Please give every line of the rows below as a numbered list, leaving out any blank lines.

• • • • •

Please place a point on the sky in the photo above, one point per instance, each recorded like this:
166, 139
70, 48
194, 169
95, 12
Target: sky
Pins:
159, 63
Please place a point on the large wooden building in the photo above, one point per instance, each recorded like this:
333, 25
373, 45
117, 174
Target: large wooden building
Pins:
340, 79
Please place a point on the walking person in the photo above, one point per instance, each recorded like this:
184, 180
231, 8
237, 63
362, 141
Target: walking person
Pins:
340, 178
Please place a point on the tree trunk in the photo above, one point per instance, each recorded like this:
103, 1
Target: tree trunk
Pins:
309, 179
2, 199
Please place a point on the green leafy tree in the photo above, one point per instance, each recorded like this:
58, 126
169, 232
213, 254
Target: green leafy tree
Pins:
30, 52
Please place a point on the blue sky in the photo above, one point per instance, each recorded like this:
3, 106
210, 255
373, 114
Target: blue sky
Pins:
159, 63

• • • • •

## The response
1. Please place a point on the sky in the photo above, one point per instance, each recorded like this:
2. 166, 139
3. 70, 48
4. 194, 169
5. 95, 12
6. Target: sky
7. Pins:
8. 159, 63
9. Please place a point on the large wooden building in the photo above, one point per instance, each recorded like this:
10. 333, 25
11. 373, 45
12. 117, 174
13. Target: large wooden building
14. Pins:
15. 340, 79
16. Please place a point on the walking person in the photo above, one point per instance, each recorded like this:
17. 184, 180
18. 231, 8
19. 237, 63
20. 362, 141
21. Target: walking person
22. Pins:
23. 340, 178
24. Please place a point on the tree trunk in the photo above, one point per instance, each recorded like this:
25. 103, 1
26. Target: tree trunk
27. Pins:
28. 309, 179
29. 2, 199
30. Please place a point on the green leafy tree in the photo above, one point per instance, each recorded like this:
31. 58, 126
32. 169, 232
33. 213, 254
34. Target: green leafy tree
35. Pins:
36. 30, 52
37. Please place a point on the blue sky in the photo above, one point per instance, each recorded like this:
38. 3, 106
39. 210, 255
40. 373, 114
41. Target: blue sky
42. Pins:
43. 159, 63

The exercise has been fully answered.